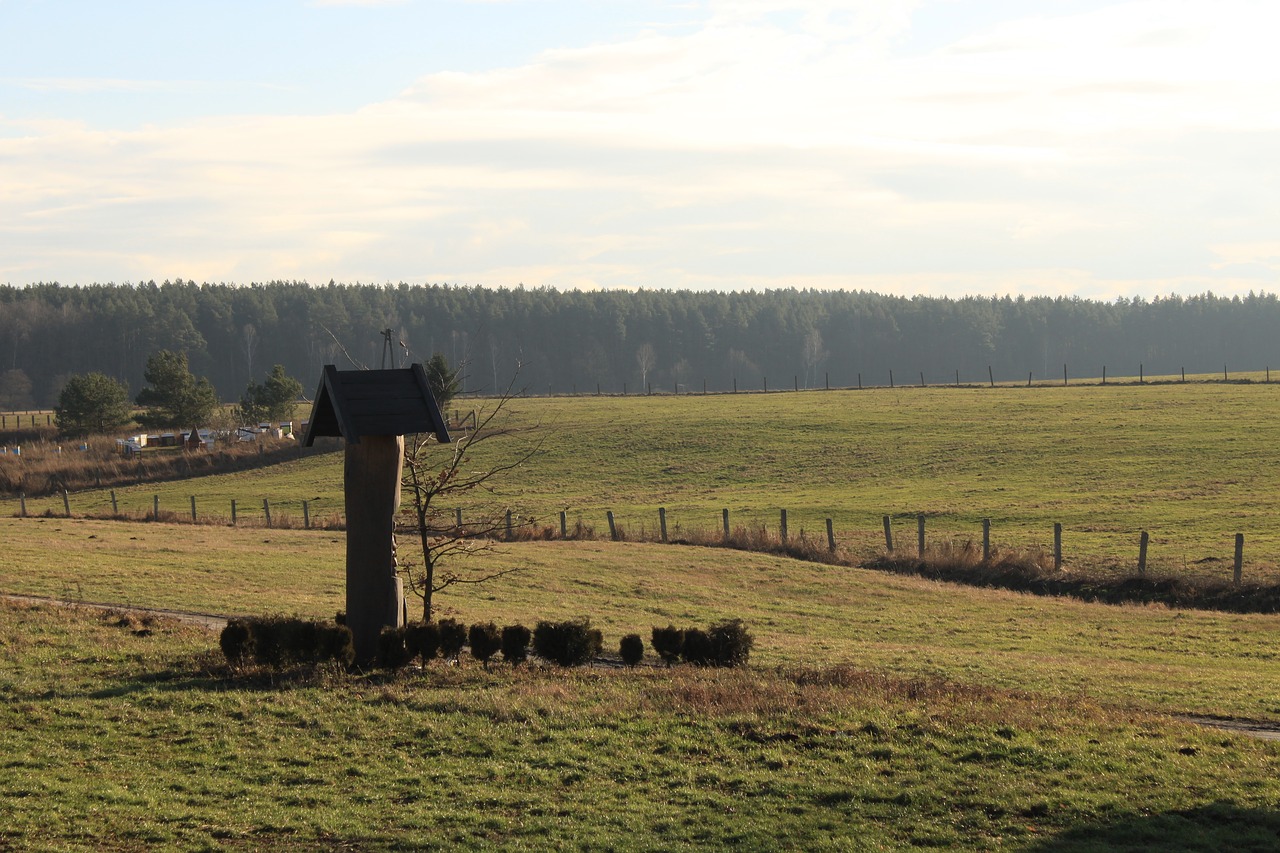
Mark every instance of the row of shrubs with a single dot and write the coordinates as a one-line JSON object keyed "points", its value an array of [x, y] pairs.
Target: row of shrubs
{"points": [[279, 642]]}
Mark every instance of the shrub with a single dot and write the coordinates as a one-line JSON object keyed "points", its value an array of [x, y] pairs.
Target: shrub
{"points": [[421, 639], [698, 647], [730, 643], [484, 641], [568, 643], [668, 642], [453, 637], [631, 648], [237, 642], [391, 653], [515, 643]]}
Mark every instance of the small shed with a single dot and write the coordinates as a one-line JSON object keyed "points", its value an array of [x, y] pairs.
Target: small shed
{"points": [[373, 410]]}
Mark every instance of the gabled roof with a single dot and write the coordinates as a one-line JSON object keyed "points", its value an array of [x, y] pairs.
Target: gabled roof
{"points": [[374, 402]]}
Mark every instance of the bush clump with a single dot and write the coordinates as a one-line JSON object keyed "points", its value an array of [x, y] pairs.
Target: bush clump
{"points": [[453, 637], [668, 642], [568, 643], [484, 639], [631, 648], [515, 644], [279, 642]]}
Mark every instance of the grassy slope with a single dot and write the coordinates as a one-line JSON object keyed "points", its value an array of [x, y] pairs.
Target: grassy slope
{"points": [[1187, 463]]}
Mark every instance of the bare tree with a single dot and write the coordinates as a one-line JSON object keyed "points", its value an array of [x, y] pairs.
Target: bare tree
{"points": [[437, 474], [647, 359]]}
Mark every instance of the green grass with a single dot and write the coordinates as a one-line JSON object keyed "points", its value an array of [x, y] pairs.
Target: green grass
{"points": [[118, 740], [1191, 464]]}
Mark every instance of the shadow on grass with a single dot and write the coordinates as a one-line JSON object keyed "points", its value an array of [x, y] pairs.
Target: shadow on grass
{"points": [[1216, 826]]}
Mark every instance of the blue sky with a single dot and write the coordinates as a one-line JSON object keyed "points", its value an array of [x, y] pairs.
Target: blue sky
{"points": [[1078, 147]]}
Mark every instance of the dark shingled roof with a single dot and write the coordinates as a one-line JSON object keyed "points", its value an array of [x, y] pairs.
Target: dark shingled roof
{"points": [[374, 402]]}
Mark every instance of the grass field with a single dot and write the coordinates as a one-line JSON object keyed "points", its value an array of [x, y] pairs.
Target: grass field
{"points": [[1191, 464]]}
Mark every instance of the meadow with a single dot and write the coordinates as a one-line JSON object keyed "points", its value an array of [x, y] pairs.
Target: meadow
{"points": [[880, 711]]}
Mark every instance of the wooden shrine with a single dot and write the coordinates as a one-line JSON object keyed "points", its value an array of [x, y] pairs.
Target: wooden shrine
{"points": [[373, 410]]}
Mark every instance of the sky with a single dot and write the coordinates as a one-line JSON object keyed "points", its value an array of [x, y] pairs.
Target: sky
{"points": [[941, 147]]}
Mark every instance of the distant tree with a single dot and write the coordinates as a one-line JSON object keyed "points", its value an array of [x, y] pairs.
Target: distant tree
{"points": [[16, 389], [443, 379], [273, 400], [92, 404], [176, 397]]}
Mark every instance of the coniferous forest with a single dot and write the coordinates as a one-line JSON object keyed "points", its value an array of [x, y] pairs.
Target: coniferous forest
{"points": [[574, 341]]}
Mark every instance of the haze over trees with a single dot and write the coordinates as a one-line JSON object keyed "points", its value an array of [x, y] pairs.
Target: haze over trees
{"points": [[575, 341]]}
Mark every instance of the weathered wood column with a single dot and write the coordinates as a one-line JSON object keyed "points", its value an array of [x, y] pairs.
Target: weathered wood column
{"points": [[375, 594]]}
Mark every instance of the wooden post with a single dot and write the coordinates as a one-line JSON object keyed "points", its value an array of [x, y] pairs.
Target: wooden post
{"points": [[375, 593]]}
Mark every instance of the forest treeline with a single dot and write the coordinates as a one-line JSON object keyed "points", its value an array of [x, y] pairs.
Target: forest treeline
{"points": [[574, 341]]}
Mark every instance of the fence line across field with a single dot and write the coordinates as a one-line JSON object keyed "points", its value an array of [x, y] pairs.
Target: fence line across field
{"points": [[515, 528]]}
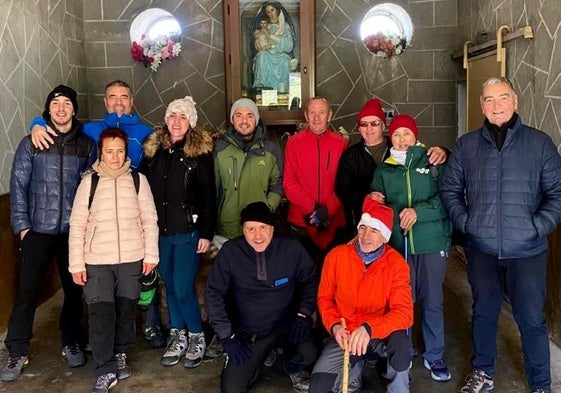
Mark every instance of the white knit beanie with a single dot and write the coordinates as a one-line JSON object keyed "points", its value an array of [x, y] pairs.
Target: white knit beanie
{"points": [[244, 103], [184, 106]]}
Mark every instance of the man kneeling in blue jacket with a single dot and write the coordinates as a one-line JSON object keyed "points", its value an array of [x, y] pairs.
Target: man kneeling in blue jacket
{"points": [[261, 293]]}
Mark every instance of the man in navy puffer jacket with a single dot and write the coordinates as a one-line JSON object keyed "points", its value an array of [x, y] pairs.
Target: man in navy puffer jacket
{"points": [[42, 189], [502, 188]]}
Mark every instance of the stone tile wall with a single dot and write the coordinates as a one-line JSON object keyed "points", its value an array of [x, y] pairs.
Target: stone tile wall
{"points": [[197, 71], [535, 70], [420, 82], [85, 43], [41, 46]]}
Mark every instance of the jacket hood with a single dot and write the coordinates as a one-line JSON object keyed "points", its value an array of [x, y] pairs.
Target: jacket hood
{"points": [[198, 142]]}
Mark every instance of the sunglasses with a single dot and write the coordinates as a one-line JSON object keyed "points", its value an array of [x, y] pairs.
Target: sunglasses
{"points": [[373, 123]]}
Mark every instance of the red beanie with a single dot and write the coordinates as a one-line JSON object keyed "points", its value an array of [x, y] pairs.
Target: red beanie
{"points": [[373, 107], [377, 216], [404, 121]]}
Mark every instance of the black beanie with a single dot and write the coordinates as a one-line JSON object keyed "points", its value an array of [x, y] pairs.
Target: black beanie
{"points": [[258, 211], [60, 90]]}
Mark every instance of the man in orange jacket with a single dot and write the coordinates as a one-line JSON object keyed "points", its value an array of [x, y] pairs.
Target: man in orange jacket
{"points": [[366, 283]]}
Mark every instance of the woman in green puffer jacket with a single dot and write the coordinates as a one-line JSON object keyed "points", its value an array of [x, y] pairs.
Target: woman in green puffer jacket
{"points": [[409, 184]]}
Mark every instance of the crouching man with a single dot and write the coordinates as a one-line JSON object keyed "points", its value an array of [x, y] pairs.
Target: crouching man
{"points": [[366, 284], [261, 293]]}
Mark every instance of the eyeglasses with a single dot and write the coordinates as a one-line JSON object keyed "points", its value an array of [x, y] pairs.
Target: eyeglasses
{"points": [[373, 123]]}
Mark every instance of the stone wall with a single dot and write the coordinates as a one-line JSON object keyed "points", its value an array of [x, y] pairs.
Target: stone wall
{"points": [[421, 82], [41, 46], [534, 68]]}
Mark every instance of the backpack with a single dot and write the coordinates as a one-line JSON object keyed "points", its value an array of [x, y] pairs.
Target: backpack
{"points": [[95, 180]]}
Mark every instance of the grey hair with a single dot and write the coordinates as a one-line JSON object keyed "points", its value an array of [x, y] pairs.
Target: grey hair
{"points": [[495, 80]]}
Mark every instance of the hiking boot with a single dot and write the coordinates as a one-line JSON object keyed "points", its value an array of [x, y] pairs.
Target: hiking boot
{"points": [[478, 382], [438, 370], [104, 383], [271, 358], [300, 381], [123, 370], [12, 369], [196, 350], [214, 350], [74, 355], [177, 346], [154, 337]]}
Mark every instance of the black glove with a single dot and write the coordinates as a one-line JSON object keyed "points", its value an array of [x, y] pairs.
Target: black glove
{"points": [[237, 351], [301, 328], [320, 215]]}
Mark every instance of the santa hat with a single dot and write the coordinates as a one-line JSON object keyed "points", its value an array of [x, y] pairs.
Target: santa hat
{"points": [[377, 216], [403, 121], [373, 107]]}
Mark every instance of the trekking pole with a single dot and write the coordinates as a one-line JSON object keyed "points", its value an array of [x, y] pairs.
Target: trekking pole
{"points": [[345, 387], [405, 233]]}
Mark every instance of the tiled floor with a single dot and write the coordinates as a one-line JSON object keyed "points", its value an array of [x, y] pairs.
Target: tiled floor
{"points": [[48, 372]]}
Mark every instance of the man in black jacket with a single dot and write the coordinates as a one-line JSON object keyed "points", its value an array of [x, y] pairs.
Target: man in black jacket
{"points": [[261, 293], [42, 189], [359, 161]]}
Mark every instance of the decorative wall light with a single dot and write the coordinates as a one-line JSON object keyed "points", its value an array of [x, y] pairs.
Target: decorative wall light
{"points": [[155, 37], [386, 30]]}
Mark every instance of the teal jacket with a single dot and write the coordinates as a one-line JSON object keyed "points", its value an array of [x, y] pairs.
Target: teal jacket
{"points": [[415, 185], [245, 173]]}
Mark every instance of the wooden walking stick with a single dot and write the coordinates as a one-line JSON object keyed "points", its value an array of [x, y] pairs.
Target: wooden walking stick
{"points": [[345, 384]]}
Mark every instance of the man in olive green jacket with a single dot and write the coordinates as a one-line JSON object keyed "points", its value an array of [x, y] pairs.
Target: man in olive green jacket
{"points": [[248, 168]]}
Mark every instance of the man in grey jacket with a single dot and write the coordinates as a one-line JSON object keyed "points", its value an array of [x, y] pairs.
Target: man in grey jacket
- - -
- **Goal**
Copy out the entries from the line containing "Mark every instance of the teal" through the last entry, changing every "jacket" to "coat" and keeping all other text unchanged.

- **The answer**
Mark every instance of the teal coat with a single dot and write the coordinates as a one-line JSON object keyed "points", its value an array of [x, y] pairs.
Target: teal coat
{"points": [[415, 185], [245, 173]]}
Mark every instance of the wooden walking stick with a single dot and write the coordinates as a one-line JSON object keyed "points", its value an array of [x, y] pairs.
Target: wooden walking stick
{"points": [[345, 384]]}
Mark every instance of the man in olive green coat with a single dot and write the coordinates as a one-line JSON object keyed "points", its value an array of [x, y] pairs.
Target: man in olive green coat
{"points": [[248, 168]]}
Mark every instance of the man in grey coat with a single dot and write the coordinates as a one-line JSON object keyed "points", its value an array of [x, y] pairs.
Target: man in grey coat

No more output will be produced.